Rename "single marker" to "single point" throughout the data below, and write out every line again with nothing else altered.

Position annotation records

·····

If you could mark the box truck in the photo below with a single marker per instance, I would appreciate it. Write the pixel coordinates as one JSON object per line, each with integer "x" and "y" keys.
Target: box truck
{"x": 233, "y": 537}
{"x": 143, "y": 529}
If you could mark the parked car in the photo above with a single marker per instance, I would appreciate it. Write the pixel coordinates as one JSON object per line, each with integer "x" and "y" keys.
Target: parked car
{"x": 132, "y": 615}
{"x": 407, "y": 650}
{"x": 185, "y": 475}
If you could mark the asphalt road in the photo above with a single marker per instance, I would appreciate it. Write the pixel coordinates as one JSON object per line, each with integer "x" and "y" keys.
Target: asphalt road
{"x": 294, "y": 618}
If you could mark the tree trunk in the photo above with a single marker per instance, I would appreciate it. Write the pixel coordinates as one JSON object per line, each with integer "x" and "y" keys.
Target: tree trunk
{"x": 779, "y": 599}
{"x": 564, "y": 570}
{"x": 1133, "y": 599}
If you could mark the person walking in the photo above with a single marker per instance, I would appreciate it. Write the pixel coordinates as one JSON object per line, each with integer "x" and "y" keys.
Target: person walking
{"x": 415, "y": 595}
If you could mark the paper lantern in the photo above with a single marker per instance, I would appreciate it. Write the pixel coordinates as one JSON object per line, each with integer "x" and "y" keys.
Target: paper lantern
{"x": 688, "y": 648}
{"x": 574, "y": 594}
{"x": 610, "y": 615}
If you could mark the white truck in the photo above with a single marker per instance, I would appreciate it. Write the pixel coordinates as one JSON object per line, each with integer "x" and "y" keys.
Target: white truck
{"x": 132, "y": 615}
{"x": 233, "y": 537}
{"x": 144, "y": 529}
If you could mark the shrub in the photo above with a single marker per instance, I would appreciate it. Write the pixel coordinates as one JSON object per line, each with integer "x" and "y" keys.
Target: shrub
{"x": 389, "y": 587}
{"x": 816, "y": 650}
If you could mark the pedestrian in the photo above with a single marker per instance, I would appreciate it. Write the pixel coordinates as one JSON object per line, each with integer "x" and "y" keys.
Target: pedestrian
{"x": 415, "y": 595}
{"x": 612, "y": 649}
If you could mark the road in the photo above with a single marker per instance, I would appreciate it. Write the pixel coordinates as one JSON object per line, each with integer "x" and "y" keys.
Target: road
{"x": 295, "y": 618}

·····

Finished task —
If you could mark the box truck in the photo below with a single point per instance, I would appreciate it. Write the pixel coordinates as one JSON object per line, each with integer "x" and "y" keys.
Target: box truck
{"x": 233, "y": 537}
{"x": 143, "y": 529}
If you could mark the parked car in the photo above with a single point per instance, I would appreciate it. Write the pixel coordinates as one JSON object per line, each with integer "x" and "y" keys.
Target: parked car
{"x": 132, "y": 615}
{"x": 407, "y": 650}
{"x": 185, "y": 475}
If you could mark the asphalt road in the photo above with a single point per instance, I would appreciate it. Write the pixel coordinates as one JSON object per line, each with integer "x" and "y" keys.
Target: asphalt road
{"x": 294, "y": 618}
If you could mark the tree trunk in the photo above with a single point per instance, I would appreciate it. Write the pixel coordinates as one JSON object per line, each with integer "x" and "y" keys.
Target: tree trunk
{"x": 779, "y": 599}
{"x": 564, "y": 570}
{"x": 1133, "y": 599}
If you could mark the person walking in the photo above with a single point per instance, I would appreciate it. Write the pixel coordinates as one JSON object per line, each with integer "x" and "y" keys.
Target: person walking
{"x": 415, "y": 595}
If you could mark the paper lantern in the photo above with a single point per instance, I would appreciate it. Write the pixel coordinates as one JSON object per line, each with integer "x" and "y" keys.
Target: paper lantern
{"x": 688, "y": 648}
{"x": 574, "y": 594}
{"x": 610, "y": 615}
If you could mark the white truck in the photo above with a single point per instance, I would appreciate it. Write the pixel coordinates as one JSON object per line, each with integer "x" and "y" keys.
Target: white truck
{"x": 132, "y": 615}
{"x": 233, "y": 537}
{"x": 144, "y": 529}
If you could mark the shrub in the photo above with a single point per instance, I would appreciate it. Write the pixel coordinates as one JSON object per line, each with integer "x" and "y" keys.
Target: shrub
{"x": 389, "y": 587}
{"x": 816, "y": 650}
If you could mark the pedestrian in the photo above with a single point per instance, I would appreciate it. Write the pixel coordinates as one JSON object per line, each with integer "x" and "y" keys.
Target: pedestrian
{"x": 415, "y": 595}
{"x": 612, "y": 649}
If you could mark the road in the photo above with a single point per instance, I would appreciate it. Write the pixel coordinates as one JSON object per line, each with integer "x" and "y" keys.
Target: road
{"x": 295, "y": 618}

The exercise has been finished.